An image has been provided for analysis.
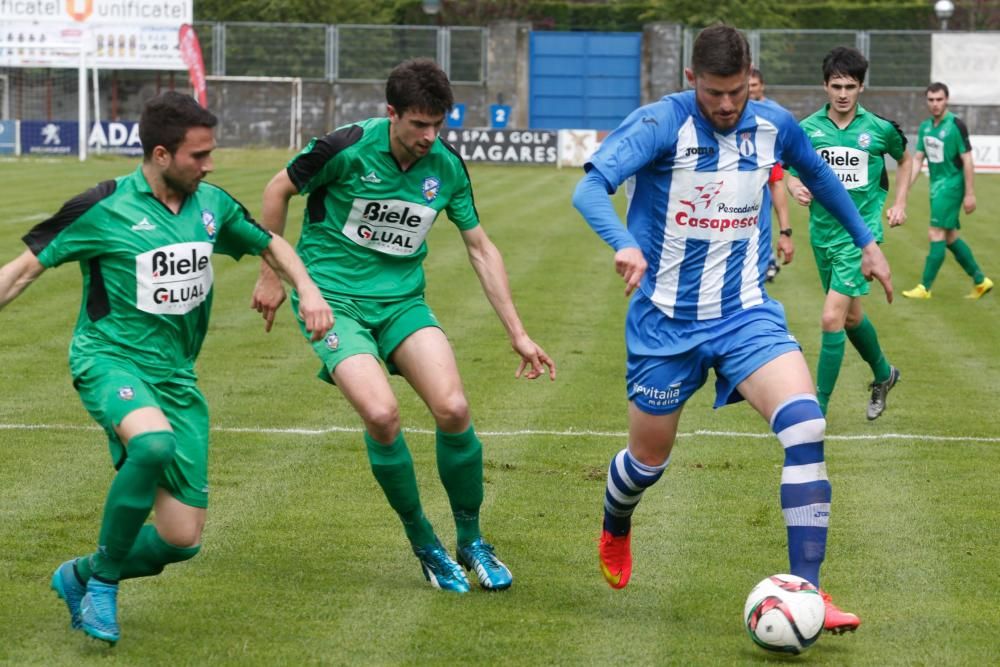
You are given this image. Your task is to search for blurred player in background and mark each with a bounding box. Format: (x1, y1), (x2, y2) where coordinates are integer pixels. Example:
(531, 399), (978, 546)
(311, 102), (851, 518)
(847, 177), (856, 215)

----

EXERCISE AIM >>
Copy every line above that holds the word "image".

EXPECTED OUTPUT >>
An image has been provided for analysis.
You are given this image. Your task is to search for blurred player in background and mark each with a bounding box. Format: (x1, y1), (x2, y2) where coordinates are integer pixels. Example:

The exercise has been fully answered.